**Required work**. Select every line below that contains the word "green" and copy those lines out. Match case exactly.
* START Exercise material *
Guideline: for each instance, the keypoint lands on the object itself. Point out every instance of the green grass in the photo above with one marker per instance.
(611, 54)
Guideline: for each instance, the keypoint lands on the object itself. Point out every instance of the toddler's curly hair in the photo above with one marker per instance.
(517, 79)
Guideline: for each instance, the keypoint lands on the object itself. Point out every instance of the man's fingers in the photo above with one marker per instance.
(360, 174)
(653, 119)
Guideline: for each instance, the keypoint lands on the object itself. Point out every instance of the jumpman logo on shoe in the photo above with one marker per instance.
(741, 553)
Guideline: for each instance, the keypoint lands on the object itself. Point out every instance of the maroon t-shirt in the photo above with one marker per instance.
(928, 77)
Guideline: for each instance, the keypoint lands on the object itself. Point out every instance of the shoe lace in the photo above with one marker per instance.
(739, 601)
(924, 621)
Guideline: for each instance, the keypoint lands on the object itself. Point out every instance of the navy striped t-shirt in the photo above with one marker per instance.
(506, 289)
* END Exercise material *
* START Exercise material *
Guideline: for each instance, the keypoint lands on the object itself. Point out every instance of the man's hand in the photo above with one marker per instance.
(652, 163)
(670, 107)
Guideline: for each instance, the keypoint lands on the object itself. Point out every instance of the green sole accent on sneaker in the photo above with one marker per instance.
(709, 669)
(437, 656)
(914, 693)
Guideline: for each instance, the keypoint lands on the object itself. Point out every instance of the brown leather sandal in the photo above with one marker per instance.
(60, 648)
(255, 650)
* END Exercise material *
**Exercise solution**.
Guideline: for each instance, the keypoint lands on the object itself. Point out every instance of the green grass in the photo above with one marker per instance.
Guideline: for each instance, the keypoint lands on the object itself. Point out every instance of the green sole accent on sneaker in the photo above with one marker per instance.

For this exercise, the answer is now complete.